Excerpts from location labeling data
— BEGIN —

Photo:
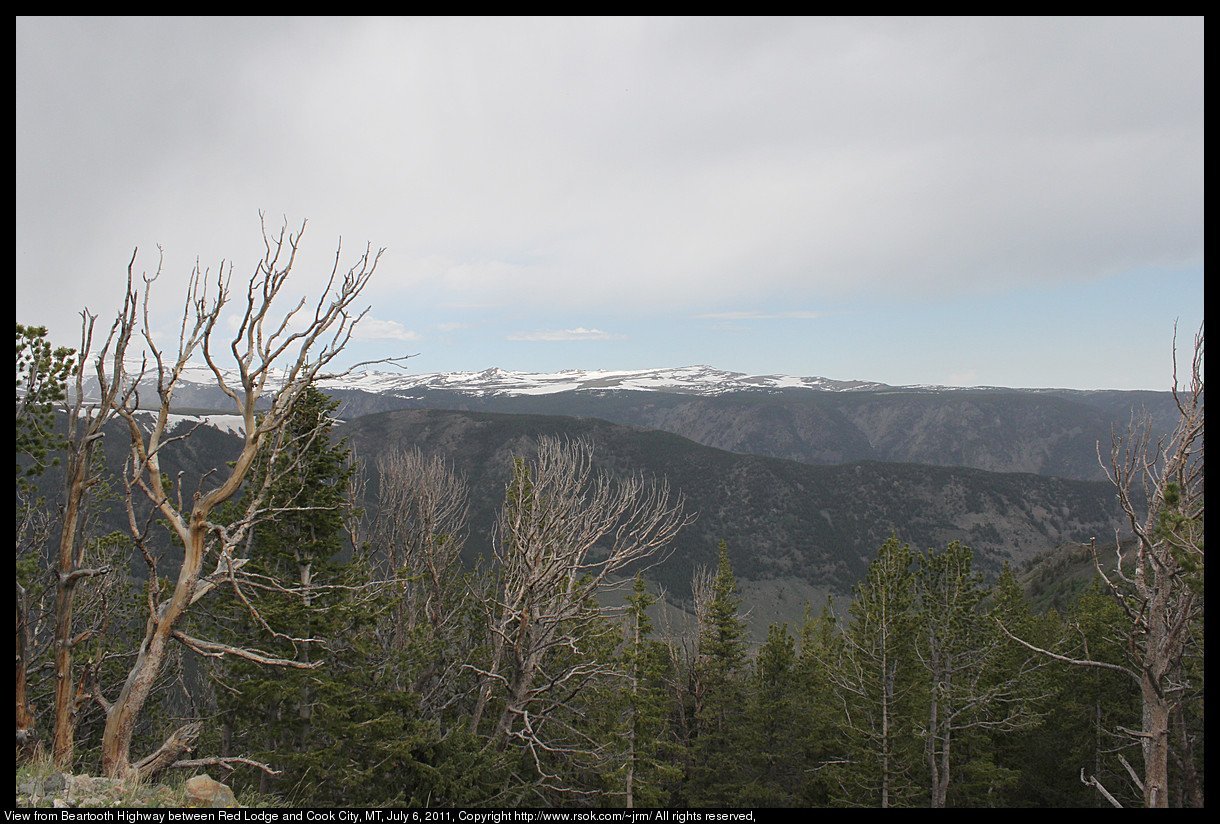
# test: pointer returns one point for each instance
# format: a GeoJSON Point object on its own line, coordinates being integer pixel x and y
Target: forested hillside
{"type": "Point", "coordinates": [445, 608]}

— END —

**Aim**
Repeat the records above word for word, leaving out the pictures.

**Final result**
Photo:
# test: pointer returns one point for each instance
# format: a GeoJSON Point object on its own line, coordinates being integer pixel x and y
Target: forested hillside
{"type": "Point", "coordinates": [445, 608]}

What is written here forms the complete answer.